> Passage given:
▼▼▼

A lot of business news in 2020 made headlines outside the designated Business section.
There was the “Save the Block” campaign, for example, which raised $7 million to rescue from a giant hotel project the patch of downtown Jackson where Persephone, Healthy Being Juicery and Cafe Genevieve operate. Kmart’s long-predicted demise was confirmed, prompting hopes-slash-rumors of a Target or Fred Meyer coming in. The Ikon pass made skiers snarl about crowding at Teton Village but made restaurateurs smile about full houses.
A fire destroyed the Rusty Parrot Lodge. The town of Jackson’s plastic bag ordinance took effect, requiring grocery stores and retail shops to stop giving out single-use plastic bags and start charging 20 cents for paper bags. News broke that The Virginian RV park might be turned into housing. Work began on the 90-unit Sagebrush Apartments project on West Broadway.
Here are some other business highlights:
Farewell to ...
... the Ranch Shop, in business since 1964. “Fifty-five years is long enough,” founder Abi Garaman said. Now there’s a Country Cousin shop there. ... Gifts of the Earth, which Brooke Bullinger is closing after 45 years. ... The Bootlegger, which had shod Jacksonites in style since 1979. ... Legacy Gallery, part of the Jackson art scene for 28 years. Its Town Square space is now filled by the Five & Dime General Store. ... By Nature Gallery, The Grand Fine Art, the Teton Art Gallery, the Exitus Escape Room and the Pawn Shop.

▲▲▲

> Directions:
a) In the 2020 Jackson business recap, what fee must grocery stores and retail shops charge for a paper bag under the town's plastic bag ordinance?
b) Carry the 2020 Jackson business recap forward from its final sentence.

> Record extracts:
▼▼▼

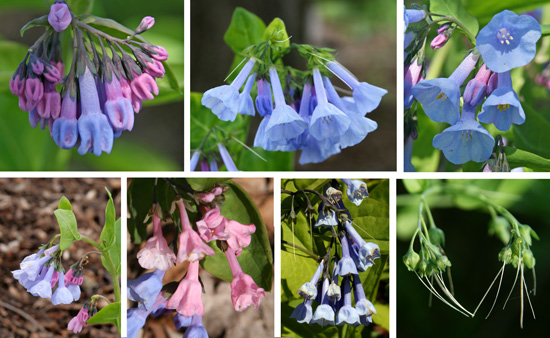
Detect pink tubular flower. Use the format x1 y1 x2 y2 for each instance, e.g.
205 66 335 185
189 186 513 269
166 262 204 316
130 73 159 101
225 220 256 251
176 201 215 263
48 1 72 32
225 249 265 312
137 212 176 270
67 305 90 333
197 205 229 242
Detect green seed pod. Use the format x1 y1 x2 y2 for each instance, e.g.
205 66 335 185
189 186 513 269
521 249 536 269
403 249 420 271
489 216 511 244
428 227 445 246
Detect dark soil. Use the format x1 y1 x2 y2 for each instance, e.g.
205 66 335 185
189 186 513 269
0 178 120 338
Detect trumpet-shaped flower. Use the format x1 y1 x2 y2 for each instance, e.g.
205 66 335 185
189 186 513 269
478 71 525 131
201 59 256 121
412 53 479 124
433 104 495 164
137 212 176 270
476 10 541 73
225 248 265 312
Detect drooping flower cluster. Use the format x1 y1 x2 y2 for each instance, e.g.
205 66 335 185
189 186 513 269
193 25 387 170
405 10 541 171
127 186 265 337
10 1 168 156
290 179 380 326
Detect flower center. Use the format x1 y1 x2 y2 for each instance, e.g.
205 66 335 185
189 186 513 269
497 28 514 45
435 92 449 101
497 104 510 111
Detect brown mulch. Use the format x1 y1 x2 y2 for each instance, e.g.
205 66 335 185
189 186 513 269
0 178 121 338
127 178 274 338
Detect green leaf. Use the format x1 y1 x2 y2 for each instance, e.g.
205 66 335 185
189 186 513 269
54 196 80 250
99 188 116 249
86 302 120 330
223 7 265 54
201 182 273 291
430 0 479 36
19 15 49 37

▲▲▲

> Written answers:
a) 20 cents

b)
Besides the loss of famous faces there was lots of other movement around Town Square. Spirits and Spice, Gallery Wild, Roam, Penny Lane, Ringholz Studios, Terra and Pursue Movement Studio changed addresses, sometimes because bigger and better square footage became available and sometimes because their landlords had other plans for their space. ... After losing its longtime home in Snow King Hotel The Clip Joint landed at Margarita’s Hair Studio on Mercill Avenue. ... Wilderness Adventures moved from the West Bank to a 1930s-era house at the corner of Snow King Avenue and King Street. ... Teton Tails moved off Pearl Avenue and into the Broadway building many still refer to as the old Bubba’s.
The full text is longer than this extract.